Saved entries

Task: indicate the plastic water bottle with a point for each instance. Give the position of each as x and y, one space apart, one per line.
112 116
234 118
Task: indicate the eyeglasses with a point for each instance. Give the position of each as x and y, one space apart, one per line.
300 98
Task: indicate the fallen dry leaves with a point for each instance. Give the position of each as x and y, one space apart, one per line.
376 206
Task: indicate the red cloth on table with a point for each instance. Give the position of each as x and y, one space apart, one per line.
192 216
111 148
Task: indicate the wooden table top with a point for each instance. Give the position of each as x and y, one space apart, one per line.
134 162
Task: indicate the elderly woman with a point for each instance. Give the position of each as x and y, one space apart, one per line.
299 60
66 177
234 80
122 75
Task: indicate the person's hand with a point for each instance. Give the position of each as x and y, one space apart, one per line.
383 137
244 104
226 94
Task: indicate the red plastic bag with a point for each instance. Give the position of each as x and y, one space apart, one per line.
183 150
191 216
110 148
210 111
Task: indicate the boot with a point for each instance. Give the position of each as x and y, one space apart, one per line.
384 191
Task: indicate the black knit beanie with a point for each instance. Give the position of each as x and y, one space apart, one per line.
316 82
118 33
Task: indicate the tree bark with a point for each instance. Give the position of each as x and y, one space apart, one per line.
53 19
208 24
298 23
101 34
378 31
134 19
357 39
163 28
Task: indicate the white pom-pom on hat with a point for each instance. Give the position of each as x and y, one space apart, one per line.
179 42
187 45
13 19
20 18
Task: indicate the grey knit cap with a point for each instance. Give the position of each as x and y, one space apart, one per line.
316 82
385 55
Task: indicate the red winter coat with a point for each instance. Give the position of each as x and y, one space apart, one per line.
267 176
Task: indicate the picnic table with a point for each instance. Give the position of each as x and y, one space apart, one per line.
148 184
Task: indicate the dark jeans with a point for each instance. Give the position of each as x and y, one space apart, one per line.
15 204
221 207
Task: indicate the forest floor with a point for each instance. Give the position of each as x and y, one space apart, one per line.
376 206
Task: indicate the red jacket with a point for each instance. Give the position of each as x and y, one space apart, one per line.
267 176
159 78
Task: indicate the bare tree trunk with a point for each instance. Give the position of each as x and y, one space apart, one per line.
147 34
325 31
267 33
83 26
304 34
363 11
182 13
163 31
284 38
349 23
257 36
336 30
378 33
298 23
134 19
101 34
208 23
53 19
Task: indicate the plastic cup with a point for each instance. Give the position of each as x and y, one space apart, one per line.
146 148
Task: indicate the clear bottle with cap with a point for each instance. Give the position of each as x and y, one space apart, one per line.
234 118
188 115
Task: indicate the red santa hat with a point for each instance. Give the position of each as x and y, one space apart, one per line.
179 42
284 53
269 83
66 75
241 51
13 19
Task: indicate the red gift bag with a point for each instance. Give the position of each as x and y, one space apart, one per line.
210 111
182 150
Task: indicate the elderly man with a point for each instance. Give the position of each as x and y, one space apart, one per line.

_Task description_
A reply should hold exactly the lines from the one containing "Task: indicate the red santa" through the end of the data above, nothing more.

_Final answer_
Task: indicate the red santa hat with a point for each instance. Give the position of each as x and y, one space apart, one per line.
179 42
284 53
269 83
66 75
241 51
13 19
Task: indicate the red gift bag with a point for each instance. Give the position of each as x and y, one space apart, one per line.
210 111
182 150
Task: indicate the elderly man with a point for each instance. Give the position of each as x and y, one space apart, one per line.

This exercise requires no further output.